Across all the records, filter for lines with the word "query" and copy them.

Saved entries
---+---

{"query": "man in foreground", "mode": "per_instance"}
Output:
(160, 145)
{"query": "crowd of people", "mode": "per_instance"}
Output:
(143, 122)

---+---

▶ [PROBLEM SOLUTION]
{"query": "man in foreground", "mode": "per_instance"}
{"query": "crowd of people", "mode": "per_instance"}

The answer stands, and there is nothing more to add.